▶ _Metin bölümü_:
BRÜKSEL - Cumhurbaşkanı Recep Tayyip Erdoğan, Egmont Enstitüsü'nce Val Duchesse Şatosu'nda düzenlenen konferansa onur konuşmacısı olarak katıldı.

Birinci Dünya Savaşı, İkinci Dünya Savaşı ve Soğuk Savaş dönemlerinin yıkımlarından dersini almış, sınavını vermiş olan Avrupa'nın başkentinde bugün sadece barış, istikrar ve refahtan bahsetmeyi isteyeceğini ama bunun mümkün olmadığını ifade eden Erdoğan, Türkiye'nin bulunduğu bölgede yaşananların iyimser bir tablodan söz etmeye imkan vermediğini kaydetti.

Cumhurbaşkanı Erdoğan, Türkiye'nin terörün her türlüsüne, gerekçesi ve amacı ne olursa olsun şiddetle karşı olduğunu vurguladı. Terörizmi herhangi bir din veya etnik grupla ilişkilendirmenin kabul edilemez bir anlayış olduğunu belirten Erdoğan, sözlerini şöyle sürdürdü:

"Böyle bir ilişkilendirme, sadece teröristlerin işine yarayacaktır. Bu bakımdan 'mücahit, İslamcı, cihatçı' bu tür kavramların dini istismar eden terörist gruplar için kullanılmasına kesinlikle karşıyız. Bu kavramların, İslam dininin mensupları için taşıdığı anlama herkes saygı göstermelidir. Teröristi sadece terörist olarak tanımlamak yeter. İlla başına sonuna takılar getirmek gerekmiyor. Nasıl 'Hristiyan terörü, Musevi terörü, Budist terörü' gibi ifadeler kullanılamıyorsa 'İslami terör' ifadesinden de kaçınılmalıdır." 

Cumhurbaşkanı Erdoğan Birleşmiş Milletler Güvenlik Konseyi'ne göre Irak ve Suriye'de 100'ü aşkın ülkeden toplam 25 bin civarında yabancı terörist savaşçının DAİŞ'e katılmış durumda olduğunu belirterek, "Türkiye, yabancı terörist savaşçılarla mücadele kapsamında, çeşitli devletlerden 20 bine yakın kişiye, ülkeye giriş yasağı koymuştur. Terör örgütleriyle ilişkisi olduğundan şüphelenilen ve yasa dışı yollarla ülkemize giriş yapan yabancılar, ilgili kurumlarımızca tespit edilerek tutuklanıyor ve sınır dışı ediliyor" dedi.

▶ _Göreviniz_:
Brüksel konferansı haberindeki alıntıda bir din adıyla kurulmuş terör ifadelerinin hepsini sıralayın. Bu alıştırmada girdilere gerek yoktur.

▶ _Sağlanan veriler_:

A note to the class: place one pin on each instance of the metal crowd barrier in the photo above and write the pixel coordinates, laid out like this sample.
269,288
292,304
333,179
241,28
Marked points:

▶ _Alıştırma sonucu_:
Hristiyan terörü, Musevi terörü, Budist terörü, İslami terör